=== Stated exercise ===
Show every line of the data below that contains the string "green".

=== Data provided ===
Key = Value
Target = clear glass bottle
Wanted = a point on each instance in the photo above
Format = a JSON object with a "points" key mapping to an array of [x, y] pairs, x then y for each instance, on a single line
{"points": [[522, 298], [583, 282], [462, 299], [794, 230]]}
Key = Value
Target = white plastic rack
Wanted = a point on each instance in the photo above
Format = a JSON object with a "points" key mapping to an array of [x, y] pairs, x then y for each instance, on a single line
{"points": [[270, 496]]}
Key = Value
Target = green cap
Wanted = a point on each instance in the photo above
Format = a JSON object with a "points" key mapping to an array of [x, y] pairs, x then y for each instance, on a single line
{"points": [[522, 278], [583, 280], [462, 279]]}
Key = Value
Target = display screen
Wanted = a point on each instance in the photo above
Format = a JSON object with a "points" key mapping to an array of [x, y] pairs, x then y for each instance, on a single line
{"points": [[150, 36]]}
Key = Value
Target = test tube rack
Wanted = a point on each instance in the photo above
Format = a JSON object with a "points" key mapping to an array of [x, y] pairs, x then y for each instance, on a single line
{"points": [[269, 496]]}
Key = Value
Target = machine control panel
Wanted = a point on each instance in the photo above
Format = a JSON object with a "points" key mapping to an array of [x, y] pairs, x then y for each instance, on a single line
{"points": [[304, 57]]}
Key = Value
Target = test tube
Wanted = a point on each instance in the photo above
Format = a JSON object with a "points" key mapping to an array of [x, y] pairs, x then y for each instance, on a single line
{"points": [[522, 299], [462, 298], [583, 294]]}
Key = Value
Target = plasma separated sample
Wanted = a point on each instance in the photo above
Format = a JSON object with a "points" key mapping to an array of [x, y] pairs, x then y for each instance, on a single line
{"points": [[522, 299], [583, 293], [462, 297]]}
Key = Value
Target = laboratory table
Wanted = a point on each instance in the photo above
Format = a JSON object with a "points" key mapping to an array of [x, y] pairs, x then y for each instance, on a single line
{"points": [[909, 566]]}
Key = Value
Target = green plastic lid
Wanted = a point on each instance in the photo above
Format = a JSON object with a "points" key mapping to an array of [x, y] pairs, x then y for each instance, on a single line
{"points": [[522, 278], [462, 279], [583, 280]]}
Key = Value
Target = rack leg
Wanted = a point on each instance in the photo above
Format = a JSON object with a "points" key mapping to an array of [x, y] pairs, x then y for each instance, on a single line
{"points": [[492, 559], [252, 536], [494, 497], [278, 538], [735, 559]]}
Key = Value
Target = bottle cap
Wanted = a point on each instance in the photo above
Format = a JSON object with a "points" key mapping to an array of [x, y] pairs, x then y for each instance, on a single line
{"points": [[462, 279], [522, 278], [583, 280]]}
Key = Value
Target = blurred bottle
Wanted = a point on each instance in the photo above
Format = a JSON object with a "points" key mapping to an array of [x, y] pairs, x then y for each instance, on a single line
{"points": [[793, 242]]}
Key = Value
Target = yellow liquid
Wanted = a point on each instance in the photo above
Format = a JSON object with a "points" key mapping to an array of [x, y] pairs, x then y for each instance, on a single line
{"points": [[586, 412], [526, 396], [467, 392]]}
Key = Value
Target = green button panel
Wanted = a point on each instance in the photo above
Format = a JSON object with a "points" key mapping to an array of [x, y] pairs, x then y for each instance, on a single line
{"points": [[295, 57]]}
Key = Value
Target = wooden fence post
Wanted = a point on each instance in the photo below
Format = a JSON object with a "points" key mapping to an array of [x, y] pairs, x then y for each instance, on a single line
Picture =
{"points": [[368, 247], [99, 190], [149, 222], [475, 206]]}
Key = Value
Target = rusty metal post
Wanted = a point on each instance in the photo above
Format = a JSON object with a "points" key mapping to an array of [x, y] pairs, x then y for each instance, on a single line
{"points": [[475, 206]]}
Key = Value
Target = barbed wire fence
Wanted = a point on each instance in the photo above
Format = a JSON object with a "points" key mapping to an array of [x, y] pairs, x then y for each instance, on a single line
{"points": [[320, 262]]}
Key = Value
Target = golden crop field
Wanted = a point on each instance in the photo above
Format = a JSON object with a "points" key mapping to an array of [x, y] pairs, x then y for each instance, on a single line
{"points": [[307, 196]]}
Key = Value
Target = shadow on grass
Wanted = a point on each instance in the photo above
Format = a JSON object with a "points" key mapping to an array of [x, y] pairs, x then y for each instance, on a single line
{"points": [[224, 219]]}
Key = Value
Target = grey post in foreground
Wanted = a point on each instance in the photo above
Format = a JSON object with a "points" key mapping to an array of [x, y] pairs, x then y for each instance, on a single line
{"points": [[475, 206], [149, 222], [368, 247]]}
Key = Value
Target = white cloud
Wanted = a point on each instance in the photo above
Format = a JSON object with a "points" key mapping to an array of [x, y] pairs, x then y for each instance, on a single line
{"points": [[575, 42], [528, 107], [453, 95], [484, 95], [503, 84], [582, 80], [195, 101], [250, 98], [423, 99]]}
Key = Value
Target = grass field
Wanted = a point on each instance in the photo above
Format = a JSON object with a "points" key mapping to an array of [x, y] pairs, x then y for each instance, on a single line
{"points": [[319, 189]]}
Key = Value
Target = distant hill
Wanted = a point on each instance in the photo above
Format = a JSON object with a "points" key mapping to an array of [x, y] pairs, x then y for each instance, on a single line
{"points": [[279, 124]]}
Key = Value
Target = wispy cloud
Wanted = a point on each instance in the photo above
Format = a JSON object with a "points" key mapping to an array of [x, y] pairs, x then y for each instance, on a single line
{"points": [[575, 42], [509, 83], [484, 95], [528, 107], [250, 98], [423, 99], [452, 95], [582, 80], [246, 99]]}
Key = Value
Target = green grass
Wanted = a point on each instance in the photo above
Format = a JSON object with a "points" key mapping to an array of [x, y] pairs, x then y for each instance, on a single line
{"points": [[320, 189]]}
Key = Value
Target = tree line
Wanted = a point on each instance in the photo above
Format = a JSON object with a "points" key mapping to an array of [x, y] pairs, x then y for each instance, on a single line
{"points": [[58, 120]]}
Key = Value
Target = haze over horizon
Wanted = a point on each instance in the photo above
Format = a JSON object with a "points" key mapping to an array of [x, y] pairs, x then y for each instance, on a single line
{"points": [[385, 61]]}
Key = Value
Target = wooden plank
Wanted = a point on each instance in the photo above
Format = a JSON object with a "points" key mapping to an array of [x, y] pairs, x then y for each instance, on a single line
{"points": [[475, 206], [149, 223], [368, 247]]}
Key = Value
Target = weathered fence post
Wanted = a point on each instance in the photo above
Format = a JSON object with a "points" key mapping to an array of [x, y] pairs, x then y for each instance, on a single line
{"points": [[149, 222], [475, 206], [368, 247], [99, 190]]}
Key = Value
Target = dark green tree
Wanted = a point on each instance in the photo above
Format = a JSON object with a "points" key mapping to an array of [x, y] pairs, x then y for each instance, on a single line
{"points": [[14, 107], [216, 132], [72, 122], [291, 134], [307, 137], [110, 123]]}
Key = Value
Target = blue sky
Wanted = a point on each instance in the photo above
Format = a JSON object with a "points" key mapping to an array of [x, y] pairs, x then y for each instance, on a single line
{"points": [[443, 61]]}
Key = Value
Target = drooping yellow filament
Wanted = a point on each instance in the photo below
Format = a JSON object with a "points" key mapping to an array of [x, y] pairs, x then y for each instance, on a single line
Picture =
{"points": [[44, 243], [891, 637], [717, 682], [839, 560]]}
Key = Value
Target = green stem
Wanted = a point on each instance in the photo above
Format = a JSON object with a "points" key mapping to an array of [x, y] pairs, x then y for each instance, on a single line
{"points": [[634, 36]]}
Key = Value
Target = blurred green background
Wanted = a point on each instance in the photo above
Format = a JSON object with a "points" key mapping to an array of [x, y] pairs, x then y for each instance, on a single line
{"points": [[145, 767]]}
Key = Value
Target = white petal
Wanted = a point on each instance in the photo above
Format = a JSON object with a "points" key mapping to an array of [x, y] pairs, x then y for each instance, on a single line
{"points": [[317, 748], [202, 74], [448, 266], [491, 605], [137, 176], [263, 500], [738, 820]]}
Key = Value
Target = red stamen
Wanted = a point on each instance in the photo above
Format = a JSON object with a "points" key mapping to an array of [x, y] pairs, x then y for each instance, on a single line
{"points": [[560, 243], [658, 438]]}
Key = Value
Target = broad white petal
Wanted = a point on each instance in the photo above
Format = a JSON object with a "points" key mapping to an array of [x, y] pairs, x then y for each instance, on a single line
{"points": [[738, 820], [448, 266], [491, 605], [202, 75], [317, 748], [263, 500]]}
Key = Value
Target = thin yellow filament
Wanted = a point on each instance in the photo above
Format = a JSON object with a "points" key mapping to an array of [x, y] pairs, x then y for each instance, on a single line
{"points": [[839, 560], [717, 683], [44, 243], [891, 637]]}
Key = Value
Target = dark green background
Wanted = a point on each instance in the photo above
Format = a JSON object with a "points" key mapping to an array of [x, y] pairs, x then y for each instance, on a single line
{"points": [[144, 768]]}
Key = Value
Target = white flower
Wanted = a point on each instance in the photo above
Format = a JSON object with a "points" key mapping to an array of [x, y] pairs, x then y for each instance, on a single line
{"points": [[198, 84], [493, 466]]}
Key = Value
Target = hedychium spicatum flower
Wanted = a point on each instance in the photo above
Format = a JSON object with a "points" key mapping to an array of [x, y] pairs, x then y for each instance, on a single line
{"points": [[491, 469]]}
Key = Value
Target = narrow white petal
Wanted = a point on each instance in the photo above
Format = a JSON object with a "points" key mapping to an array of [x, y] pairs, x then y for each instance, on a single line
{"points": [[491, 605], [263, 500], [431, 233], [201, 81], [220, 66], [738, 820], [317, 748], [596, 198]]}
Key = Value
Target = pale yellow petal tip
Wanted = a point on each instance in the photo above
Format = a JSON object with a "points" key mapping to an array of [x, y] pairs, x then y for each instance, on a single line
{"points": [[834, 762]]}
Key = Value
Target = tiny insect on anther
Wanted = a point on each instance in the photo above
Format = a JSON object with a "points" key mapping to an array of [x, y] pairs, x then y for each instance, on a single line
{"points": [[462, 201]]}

=== Response to the exercise ===
Target = green cap
Target = green plastic lid
Target = green button panel
Target = green grass
Target = dark green tree
Target = green stem
Target = blurred green background
Target = dark green background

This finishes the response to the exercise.